** START OF Dataset rows **

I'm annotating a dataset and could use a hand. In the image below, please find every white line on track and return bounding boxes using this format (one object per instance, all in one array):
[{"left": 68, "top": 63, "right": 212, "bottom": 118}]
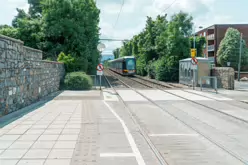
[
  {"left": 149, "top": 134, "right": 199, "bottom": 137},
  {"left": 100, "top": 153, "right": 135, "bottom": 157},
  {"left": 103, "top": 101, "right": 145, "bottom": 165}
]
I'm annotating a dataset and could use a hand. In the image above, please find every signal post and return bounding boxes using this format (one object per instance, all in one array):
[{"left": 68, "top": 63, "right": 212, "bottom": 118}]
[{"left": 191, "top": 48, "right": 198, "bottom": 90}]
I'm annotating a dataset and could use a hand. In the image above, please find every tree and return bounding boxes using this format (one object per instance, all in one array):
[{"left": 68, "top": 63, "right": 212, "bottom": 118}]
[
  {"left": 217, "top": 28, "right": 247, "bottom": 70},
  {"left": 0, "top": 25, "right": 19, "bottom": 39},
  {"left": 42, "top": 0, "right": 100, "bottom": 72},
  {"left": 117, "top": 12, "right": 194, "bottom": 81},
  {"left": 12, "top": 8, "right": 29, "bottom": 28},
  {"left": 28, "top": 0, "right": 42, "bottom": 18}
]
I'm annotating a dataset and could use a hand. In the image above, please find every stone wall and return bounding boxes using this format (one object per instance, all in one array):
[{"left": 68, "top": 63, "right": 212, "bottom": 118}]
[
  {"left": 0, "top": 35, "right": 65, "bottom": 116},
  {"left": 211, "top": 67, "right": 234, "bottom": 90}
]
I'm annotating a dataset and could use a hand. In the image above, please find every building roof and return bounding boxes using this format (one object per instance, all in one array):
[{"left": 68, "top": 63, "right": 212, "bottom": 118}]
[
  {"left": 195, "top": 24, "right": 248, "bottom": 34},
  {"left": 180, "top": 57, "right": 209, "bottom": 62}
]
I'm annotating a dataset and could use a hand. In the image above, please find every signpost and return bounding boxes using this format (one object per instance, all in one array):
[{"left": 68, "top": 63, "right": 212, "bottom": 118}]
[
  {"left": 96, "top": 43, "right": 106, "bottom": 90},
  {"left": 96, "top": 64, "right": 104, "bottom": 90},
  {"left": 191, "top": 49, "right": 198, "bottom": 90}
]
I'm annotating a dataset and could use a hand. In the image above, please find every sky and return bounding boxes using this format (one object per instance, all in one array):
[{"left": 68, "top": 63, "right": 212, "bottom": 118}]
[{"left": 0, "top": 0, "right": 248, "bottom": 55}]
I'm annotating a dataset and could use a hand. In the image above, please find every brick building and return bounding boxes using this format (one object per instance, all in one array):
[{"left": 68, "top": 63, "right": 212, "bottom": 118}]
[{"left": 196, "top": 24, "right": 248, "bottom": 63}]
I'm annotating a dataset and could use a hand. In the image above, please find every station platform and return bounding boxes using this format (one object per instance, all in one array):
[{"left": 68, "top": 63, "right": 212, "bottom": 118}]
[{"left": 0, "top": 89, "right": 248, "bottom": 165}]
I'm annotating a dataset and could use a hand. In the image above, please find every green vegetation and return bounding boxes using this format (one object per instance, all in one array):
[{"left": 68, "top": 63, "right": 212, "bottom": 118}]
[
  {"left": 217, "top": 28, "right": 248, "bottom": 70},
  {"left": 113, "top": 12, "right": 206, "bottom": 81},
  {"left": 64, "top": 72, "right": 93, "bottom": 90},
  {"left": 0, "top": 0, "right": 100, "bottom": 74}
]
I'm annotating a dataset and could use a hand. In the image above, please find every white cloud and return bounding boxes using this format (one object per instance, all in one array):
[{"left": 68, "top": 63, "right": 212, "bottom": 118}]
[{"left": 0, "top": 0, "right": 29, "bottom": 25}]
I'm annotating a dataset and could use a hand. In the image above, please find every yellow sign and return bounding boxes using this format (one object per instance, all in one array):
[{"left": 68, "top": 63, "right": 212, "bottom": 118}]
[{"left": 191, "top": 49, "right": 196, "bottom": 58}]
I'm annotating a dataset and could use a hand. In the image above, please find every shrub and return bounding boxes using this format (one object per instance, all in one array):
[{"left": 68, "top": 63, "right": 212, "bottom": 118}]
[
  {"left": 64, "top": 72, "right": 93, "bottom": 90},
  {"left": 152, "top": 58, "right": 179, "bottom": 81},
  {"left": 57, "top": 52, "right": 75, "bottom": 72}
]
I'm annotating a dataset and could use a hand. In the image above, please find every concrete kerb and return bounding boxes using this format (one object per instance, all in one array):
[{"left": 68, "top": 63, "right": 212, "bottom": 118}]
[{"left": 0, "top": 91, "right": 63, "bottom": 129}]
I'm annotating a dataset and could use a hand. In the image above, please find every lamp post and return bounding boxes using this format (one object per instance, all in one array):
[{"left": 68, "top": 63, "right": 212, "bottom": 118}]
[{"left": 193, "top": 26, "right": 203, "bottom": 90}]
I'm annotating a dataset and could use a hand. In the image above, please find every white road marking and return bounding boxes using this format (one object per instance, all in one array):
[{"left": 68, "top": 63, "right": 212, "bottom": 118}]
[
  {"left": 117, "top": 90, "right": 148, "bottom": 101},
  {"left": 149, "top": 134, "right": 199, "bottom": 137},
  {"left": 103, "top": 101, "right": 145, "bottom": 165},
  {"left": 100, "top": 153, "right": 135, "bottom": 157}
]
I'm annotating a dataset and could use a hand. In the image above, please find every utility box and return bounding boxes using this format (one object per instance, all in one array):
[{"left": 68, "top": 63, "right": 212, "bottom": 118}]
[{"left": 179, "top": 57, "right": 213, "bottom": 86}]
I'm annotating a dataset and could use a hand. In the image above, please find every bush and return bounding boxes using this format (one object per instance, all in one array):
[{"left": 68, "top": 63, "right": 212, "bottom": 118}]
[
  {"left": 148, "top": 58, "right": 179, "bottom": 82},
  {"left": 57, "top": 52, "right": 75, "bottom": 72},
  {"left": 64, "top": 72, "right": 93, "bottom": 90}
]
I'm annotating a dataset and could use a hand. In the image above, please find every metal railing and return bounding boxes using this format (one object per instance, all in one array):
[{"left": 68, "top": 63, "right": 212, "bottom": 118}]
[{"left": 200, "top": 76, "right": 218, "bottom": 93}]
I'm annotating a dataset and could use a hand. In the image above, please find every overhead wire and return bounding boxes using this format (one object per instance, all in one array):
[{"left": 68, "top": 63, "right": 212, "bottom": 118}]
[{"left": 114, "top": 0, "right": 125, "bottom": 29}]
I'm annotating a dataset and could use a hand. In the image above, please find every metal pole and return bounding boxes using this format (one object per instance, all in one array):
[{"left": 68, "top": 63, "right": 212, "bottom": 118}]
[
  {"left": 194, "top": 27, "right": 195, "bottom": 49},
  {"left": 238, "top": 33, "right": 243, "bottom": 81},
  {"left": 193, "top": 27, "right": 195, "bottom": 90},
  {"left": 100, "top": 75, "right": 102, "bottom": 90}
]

** END OF Dataset rows **

# Set exercise
Find every line in the records that contains the word "marking" and copy each such line. Case counts.

# Solution
I'm annotating a dataset and could use a hand. In the image above, please find every white road marking and return bounding boxes using this format (one object per instance, all in one array):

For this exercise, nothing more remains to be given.